Across the records, count every line that includes "surface" and give the number by itself.

Excerpts from a dataset:
┄┄┄┄┄┄┄┄┄┄┄┄┄┄┄┄┄┄┄┄

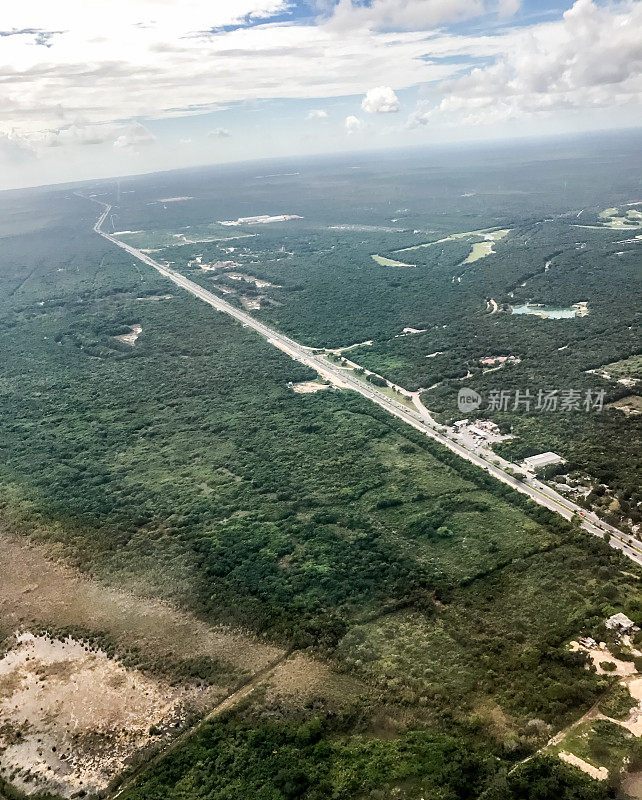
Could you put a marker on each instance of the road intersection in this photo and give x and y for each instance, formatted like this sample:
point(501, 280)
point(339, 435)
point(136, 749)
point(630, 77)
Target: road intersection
point(493, 464)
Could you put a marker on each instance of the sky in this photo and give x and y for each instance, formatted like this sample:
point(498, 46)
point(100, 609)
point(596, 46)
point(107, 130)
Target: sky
point(92, 89)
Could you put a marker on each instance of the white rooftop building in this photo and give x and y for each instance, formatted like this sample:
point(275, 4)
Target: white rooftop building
point(621, 622)
point(542, 460)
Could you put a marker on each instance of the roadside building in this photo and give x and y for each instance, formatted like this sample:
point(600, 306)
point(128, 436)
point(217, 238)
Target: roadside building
point(621, 623)
point(542, 460)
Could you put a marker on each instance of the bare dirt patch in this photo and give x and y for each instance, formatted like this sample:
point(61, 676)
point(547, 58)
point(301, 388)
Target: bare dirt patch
point(48, 696)
point(599, 773)
point(309, 387)
point(130, 338)
point(70, 718)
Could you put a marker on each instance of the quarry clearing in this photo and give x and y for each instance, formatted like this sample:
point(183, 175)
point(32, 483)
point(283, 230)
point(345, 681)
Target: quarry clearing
point(71, 716)
point(130, 338)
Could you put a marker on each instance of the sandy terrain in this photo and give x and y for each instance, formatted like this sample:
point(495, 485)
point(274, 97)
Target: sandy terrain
point(309, 387)
point(130, 338)
point(600, 774)
point(70, 718)
point(54, 691)
point(601, 653)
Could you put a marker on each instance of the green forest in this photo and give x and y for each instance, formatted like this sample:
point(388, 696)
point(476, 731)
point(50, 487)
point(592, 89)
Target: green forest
point(186, 467)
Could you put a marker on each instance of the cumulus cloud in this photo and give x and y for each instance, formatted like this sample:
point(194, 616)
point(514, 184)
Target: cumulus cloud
point(414, 14)
point(591, 58)
point(219, 133)
point(403, 14)
point(317, 113)
point(133, 137)
point(380, 100)
point(353, 124)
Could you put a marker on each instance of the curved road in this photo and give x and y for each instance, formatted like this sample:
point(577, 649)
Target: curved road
point(536, 490)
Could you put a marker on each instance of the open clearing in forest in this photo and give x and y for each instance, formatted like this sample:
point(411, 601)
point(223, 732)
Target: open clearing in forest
point(59, 698)
point(389, 262)
point(70, 717)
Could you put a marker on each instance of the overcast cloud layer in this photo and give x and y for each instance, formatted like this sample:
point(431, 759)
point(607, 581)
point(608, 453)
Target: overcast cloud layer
point(120, 88)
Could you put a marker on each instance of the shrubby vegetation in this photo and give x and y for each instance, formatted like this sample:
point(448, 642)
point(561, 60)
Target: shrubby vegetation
point(186, 467)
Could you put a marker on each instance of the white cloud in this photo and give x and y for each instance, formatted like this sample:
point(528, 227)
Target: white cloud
point(419, 117)
point(219, 133)
point(353, 124)
point(404, 14)
point(591, 58)
point(133, 137)
point(380, 100)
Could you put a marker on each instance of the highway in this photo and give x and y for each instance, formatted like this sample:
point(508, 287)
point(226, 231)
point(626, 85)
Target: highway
point(536, 490)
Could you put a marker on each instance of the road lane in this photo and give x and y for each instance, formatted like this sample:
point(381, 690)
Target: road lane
point(536, 490)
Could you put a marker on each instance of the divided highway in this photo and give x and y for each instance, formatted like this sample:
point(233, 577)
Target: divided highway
point(536, 490)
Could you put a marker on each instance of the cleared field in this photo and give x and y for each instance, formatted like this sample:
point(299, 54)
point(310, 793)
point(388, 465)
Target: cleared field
point(390, 262)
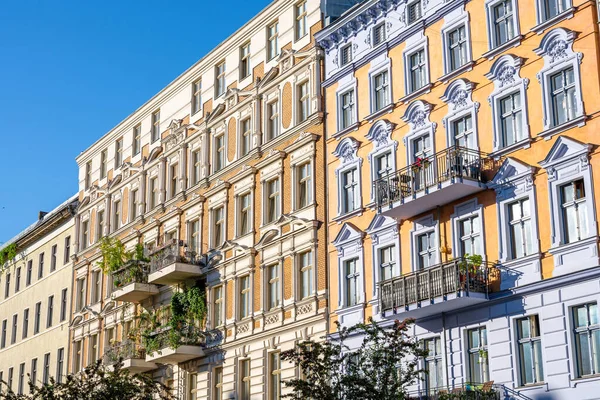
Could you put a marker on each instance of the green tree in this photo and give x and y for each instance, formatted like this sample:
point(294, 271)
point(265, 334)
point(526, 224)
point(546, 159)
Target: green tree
point(95, 382)
point(385, 364)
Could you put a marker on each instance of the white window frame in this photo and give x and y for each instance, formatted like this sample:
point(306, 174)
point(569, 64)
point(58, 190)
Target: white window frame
point(349, 245)
point(421, 226)
point(556, 48)
point(380, 136)
point(458, 96)
point(453, 22)
point(505, 74)
point(567, 161)
point(346, 152)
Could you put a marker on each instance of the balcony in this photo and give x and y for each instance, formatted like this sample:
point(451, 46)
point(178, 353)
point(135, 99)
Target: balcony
point(131, 354)
point(169, 346)
point(432, 181)
point(440, 288)
point(172, 263)
point(131, 282)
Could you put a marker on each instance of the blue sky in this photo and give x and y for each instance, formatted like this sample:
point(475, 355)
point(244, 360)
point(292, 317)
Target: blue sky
point(72, 70)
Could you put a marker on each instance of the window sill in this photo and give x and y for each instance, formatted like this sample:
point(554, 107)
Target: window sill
point(567, 14)
point(385, 110)
point(450, 75)
point(345, 131)
point(504, 46)
point(523, 144)
point(340, 218)
point(416, 93)
point(577, 122)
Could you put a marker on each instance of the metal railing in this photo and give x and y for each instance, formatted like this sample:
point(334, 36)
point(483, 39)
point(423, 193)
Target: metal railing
point(127, 350)
point(133, 271)
point(174, 252)
point(439, 280)
point(447, 165)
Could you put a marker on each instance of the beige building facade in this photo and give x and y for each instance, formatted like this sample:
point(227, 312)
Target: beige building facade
point(35, 300)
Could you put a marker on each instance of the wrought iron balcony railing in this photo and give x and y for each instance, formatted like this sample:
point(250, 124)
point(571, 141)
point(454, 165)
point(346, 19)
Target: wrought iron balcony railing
point(459, 275)
point(133, 271)
point(431, 172)
point(173, 252)
point(125, 350)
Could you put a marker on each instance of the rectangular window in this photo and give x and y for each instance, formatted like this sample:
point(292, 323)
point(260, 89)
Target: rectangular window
point(587, 339)
point(462, 128)
point(306, 274)
point(93, 349)
point(218, 384)
point(18, 280)
point(46, 374)
point(381, 90)
point(521, 240)
point(510, 119)
point(350, 190)
point(50, 311)
point(174, 177)
point(245, 380)
point(217, 306)
point(245, 61)
point(304, 185)
point(25, 329)
point(378, 34)
point(155, 126)
point(275, 376)
point(88, 175)
point(418, 71)
point(220, 86)
point(196, 167)
point(273, 206)
point(13, 336)
point(351, 282)
point(3, 336)
point(433, 364)
point(346, 55)
point(387, 262)
point(196, 96)
point(303, 102)
point(137, 139)
point(118, 153)
point(37, 318)
point(574, 211)
point(478, 356)
point(60, 361)
point(563, 96)
point(273, 283)
point(21, 378)
point(504, 29)
point(218, 226)
point(41, 266)
point(29, 273)
point(272, 120)
point(414, 12)
point(426, 249)
point(272, 41)
point(219, 163)
point(246, 137)
point(244, 214)
point(470, 235)
point(103, 161)
point(301, 17)
point(244, 296)
point(63, 304)
point(457, 47)
point(531, 363)
point(67, 255)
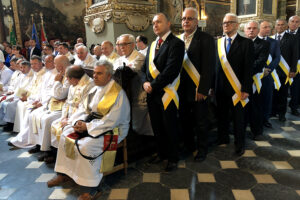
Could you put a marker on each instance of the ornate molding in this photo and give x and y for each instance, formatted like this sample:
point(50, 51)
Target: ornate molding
point(137, 15)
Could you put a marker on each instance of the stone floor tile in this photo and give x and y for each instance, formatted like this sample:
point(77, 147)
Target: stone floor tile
point(282, 165)
point(225, 164)
point(263, 144)
point(45, 177)
point(25, 155)
point(2, 176)
point(206, 178)
point(6, 192)
point(34, 165)
point(264, 178)
point(294, 153)
point(296, 122)
point(118, 194)
point(243, 195)
point(181, 164)
point(288, 128)
point(59, 194)
point(249, 153)
point(180, 194)
point(151, 177)
point(276, 135)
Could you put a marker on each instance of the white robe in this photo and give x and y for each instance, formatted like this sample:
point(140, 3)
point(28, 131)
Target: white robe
point(41, 93)
point(81, 170)
point(140, 115)
point(87, 63)
point(8, 107)
point(44, 130)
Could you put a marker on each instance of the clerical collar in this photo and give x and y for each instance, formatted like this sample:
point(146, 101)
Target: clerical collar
point(189, 36)
point(164, 37)
point(232, 37)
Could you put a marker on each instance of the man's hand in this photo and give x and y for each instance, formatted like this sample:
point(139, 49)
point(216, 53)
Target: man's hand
point(80, 127)
point(200, 97)
point(23, 98)
point(267, 71)
point(59, 76)
point(292, 74)
point(244, 95)
point(147, 87)
point(64, 122)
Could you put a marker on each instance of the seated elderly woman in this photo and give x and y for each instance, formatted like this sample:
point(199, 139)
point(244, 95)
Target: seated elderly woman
point(82, 144)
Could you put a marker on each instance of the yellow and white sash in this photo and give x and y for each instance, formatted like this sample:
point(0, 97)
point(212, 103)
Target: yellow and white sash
point(286, 69)
point(230, 75)
point(189, 66)
point(171, 89)
point(274, 75)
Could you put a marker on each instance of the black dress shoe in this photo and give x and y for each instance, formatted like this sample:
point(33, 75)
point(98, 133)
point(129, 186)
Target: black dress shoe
point(34, 149)
point(240, 151)
point(223, 141)
point(155, 160)
point(171, 166)
point(295, 112)
point(201, 156)
point(282, 118)
point(259, 138)
point(8, 127)
point(268, 124)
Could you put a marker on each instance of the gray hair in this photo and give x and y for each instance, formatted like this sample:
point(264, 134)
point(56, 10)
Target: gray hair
point(130, 37)
point(292, 17)
point(26, 63)
point(231, 15)
point(281, 20)
point(192, 9)
point(109, 67)
point(252, 21)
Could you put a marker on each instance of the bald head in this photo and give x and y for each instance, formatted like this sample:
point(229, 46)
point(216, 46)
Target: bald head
point(294, 22)
point(61, 62)
point(107, 47)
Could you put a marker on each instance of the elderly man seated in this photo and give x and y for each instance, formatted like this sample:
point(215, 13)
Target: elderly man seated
point(105, 109)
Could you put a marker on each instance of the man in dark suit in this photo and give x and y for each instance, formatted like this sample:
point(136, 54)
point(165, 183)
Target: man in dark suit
point(195, 82)
point(289, 51)
point(34, 50)
point(268, 81)
point(261, 52)
point(294, 23)
point(160, 74)
point(232, 96)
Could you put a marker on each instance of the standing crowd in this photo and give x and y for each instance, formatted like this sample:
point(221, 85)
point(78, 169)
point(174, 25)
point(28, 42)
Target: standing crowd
point(69, 106)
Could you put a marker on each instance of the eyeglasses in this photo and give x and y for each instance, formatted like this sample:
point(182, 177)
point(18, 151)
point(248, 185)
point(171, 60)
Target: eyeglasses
point(228, 23)
point(124, 44)
point(188, 19)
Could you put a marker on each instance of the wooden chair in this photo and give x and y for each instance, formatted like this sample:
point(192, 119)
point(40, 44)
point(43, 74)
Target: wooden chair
point(123, 165)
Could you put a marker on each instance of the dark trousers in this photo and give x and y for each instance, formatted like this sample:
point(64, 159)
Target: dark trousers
point(267, 96)
point(280, 98)
point(194, 121)
point(224, 106)
point(295, 93)
point(165, 127)
point(255, 113)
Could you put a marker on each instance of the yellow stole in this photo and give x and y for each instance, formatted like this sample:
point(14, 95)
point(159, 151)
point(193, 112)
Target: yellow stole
point(230, 75)
point(171, 89)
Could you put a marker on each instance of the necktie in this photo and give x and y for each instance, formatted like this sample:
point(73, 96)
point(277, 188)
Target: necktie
point(278, 37)
point(228, 45)
point(160, 41)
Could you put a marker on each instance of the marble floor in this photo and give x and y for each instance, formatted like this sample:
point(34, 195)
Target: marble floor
point(269, 169)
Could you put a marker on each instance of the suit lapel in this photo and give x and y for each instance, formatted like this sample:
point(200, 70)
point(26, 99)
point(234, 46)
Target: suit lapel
point(234, 45)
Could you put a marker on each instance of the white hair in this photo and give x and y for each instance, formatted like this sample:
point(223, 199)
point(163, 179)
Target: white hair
point(192, 9)
point(231, 15)
point(130, 37)
point(252, 21)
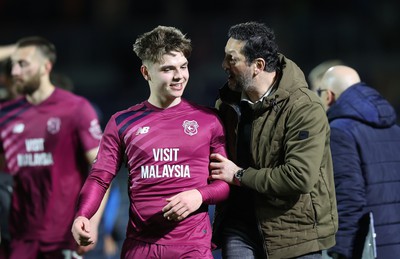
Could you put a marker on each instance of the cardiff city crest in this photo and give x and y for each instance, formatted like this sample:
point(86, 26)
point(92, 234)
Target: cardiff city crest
point(190, 127)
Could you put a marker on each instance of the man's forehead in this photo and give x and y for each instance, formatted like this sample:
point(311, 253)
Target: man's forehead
point(234, 46)
point(24, 53)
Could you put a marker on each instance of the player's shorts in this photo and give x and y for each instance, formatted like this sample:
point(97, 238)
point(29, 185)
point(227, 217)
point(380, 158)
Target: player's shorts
point(31, 250)
point(136, 249)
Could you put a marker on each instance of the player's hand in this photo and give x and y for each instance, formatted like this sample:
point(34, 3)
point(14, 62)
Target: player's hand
point(222, 168)
point(82, 233)
point(182, 205)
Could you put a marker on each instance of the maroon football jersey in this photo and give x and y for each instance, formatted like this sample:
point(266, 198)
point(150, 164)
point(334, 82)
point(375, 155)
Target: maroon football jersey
point(45, 147)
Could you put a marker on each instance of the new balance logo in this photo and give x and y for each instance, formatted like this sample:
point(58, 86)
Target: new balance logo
point(143, 130)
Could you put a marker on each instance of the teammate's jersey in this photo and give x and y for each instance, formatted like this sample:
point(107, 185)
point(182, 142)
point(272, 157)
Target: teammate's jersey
point(167, 151)
point(45, 147)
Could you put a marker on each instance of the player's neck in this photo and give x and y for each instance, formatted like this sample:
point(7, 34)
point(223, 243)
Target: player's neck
point(164, 103)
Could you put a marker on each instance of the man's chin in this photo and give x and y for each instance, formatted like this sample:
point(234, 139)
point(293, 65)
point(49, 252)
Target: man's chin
point(233, 86)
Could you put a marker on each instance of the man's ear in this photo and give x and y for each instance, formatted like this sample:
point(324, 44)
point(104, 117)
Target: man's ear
point(259, 65)
point(145, 72)
point(330, 97)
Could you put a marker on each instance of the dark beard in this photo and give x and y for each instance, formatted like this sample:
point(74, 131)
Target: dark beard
point(28, 87)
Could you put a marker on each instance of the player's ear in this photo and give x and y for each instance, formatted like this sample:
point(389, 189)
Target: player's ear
point(145, 72)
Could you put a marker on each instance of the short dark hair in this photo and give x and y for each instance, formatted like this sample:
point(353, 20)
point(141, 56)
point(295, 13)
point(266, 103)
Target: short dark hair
point(260, 43)
point(46, 48)
point(152, 45)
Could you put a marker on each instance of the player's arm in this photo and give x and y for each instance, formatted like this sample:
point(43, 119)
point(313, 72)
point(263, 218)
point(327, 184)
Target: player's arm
point(94, 222)
point(2, 162)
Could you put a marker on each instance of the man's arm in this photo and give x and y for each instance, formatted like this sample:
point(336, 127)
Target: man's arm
point(92, 225)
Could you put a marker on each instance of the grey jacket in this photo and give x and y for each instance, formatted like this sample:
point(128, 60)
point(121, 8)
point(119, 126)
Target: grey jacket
point(291, 171)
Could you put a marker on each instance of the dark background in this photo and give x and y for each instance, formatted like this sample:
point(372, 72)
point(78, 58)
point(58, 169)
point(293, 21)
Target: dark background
point(94, 39)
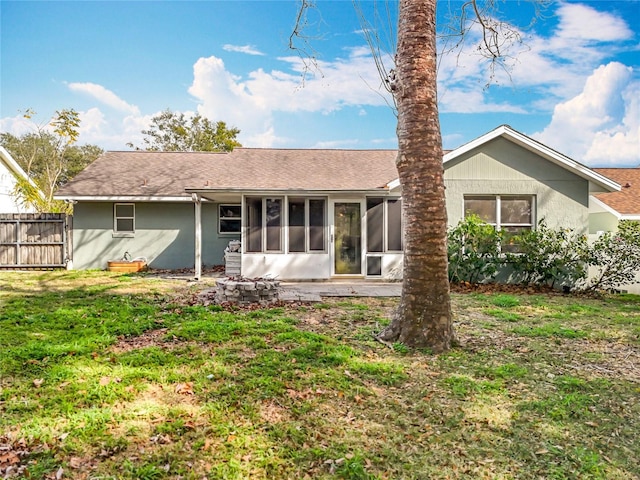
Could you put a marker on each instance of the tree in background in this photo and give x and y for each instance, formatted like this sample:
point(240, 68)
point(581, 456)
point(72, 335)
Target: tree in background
point(49, 157)
point(173, 132)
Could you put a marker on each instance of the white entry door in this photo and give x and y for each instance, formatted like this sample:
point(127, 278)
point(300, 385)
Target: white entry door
point(347, 239)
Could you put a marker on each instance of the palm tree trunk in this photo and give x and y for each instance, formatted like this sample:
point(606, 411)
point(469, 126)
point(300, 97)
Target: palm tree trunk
point(423, 318)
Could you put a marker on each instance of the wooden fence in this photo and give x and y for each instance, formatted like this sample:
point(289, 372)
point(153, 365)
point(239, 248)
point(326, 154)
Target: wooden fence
point(34, 240)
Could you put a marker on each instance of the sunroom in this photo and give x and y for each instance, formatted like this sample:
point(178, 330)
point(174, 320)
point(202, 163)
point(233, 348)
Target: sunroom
point(309, 235)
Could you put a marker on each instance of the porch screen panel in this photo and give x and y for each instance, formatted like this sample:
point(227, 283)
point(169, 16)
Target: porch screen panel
point(274, 223)
point(317, 229)
point(296, 225)
point(394, 225)
point(254, 224)
point(375, 224)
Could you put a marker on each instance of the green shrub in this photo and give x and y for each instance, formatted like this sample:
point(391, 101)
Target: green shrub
point(474, 251)
point(616, 257)
point(549, 257)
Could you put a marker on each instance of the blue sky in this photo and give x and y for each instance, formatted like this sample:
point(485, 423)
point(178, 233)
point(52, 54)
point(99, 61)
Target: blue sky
point(573, 83)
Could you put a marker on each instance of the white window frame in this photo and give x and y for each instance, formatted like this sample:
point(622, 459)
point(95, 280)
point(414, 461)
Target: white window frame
point(385, 225)
point(307, 225)
point(123, 233)
point(498, 225)
point(221, 218)
point(263, 226)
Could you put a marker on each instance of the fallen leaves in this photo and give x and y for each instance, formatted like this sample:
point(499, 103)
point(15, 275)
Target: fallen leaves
point(185, 388)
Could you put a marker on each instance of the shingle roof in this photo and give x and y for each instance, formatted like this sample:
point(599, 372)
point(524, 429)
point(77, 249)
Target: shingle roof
point(168, 174)
point(627, 200)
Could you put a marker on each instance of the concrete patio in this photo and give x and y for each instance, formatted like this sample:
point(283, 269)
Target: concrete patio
point(314, 291)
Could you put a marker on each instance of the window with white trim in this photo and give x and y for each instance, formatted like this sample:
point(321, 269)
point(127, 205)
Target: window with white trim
point(229, 219)
point(512, 214)
point(124, 218)
point(294, 224)
point(264, 224)
point(306, 224)
point(384, 225)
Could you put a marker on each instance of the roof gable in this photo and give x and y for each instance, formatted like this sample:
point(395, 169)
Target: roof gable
point(597, 182)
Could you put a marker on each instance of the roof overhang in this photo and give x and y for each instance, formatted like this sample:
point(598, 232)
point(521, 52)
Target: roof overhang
point(597, 206)
point(215, 194)
point(597, 183)
point(121, 198)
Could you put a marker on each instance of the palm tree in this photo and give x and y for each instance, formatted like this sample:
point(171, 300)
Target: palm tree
point(423, 318)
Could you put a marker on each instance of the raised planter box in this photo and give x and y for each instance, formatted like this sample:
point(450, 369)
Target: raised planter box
point(126, 267)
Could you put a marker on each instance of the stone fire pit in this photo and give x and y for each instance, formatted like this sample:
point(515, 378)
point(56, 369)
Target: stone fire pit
point(244, 291)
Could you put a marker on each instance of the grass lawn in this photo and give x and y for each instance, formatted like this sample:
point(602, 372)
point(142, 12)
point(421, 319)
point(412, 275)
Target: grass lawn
point(106, 376)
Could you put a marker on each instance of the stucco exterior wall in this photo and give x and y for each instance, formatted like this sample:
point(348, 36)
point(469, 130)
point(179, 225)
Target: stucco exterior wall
point(164, 235)
point(503, 168)
point(602, 222)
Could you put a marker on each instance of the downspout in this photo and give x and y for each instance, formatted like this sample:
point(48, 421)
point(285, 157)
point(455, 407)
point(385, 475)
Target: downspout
point(197, 200)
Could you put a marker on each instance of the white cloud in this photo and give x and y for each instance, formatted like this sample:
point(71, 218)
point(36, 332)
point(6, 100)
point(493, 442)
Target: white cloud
point(250, 103)
point(105, 96)
point(248, 49)
point(553, 68)
point(17, 125)
point(601, 125)
point(585, 24)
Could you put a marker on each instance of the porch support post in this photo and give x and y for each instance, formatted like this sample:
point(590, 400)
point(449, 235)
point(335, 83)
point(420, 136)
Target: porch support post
point(197, 201)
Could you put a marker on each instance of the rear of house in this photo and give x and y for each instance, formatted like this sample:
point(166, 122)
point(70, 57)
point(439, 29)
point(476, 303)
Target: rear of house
point(308, 214)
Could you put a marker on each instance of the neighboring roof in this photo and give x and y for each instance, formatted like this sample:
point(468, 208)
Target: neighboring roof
point(597, 181)
point(167, 175)
point(13, 166)
point(626, 202)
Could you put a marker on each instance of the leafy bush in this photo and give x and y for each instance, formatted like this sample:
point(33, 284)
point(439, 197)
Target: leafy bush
point(549, 257)
point(474, 251)
point(616, 257)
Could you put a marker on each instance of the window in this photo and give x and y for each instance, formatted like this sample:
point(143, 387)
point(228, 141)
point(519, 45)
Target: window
point(124, 218)
point(264, 224)
point(512, 214)
point(384, 225)
point(306, 224)
point(229, 218)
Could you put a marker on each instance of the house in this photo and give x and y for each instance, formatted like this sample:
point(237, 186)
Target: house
point(10, 172)
point(308, 214)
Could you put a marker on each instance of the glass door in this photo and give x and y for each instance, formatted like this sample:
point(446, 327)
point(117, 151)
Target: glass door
point(347, 238)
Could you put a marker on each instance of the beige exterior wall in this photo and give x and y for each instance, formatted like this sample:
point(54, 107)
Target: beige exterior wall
point(503, 168)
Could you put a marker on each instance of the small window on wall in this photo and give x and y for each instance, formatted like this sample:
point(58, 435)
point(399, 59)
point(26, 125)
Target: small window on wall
point(512, 214)
point(229, 218)
point(384, 225)
point(124, 218)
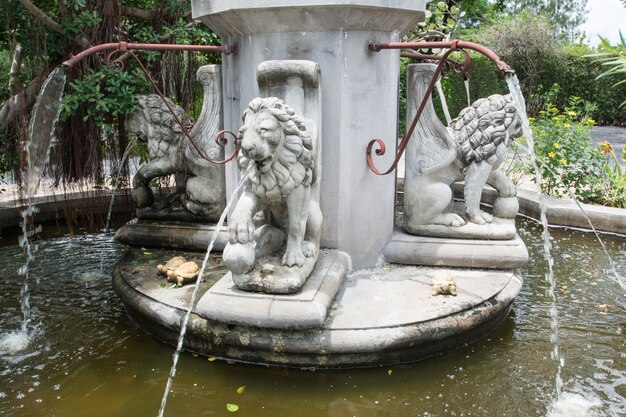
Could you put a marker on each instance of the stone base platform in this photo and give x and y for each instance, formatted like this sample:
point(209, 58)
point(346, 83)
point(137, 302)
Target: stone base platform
point(171, 234)
point(407, 249)
point(379, 316)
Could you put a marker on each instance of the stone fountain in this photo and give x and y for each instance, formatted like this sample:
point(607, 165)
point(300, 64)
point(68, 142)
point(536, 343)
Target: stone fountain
point(315, 271)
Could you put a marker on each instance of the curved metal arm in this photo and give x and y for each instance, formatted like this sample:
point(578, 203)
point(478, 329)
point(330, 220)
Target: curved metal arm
point(124, 46)
point(455, 44)
point(405, 140)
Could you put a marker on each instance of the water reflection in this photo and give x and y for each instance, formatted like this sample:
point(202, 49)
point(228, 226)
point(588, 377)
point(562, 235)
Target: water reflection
point(87, 358)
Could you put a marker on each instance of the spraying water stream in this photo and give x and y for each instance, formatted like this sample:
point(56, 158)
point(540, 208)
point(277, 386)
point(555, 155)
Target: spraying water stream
point(116, 178)
point(41, 131)
point(183, 327)
point(469, 100)
point(520, 104)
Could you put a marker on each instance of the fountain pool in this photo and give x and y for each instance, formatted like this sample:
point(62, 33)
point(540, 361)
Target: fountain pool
point(87, 358)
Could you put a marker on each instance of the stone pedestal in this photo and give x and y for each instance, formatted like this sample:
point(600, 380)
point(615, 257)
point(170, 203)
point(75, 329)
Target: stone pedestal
point(359, 97)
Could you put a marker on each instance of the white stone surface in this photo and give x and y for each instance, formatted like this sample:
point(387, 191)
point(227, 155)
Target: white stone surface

┄┄┄┄┄┄┄┄┄┄┄┄┄┄┄┄┄┄┄┄

Task output - 2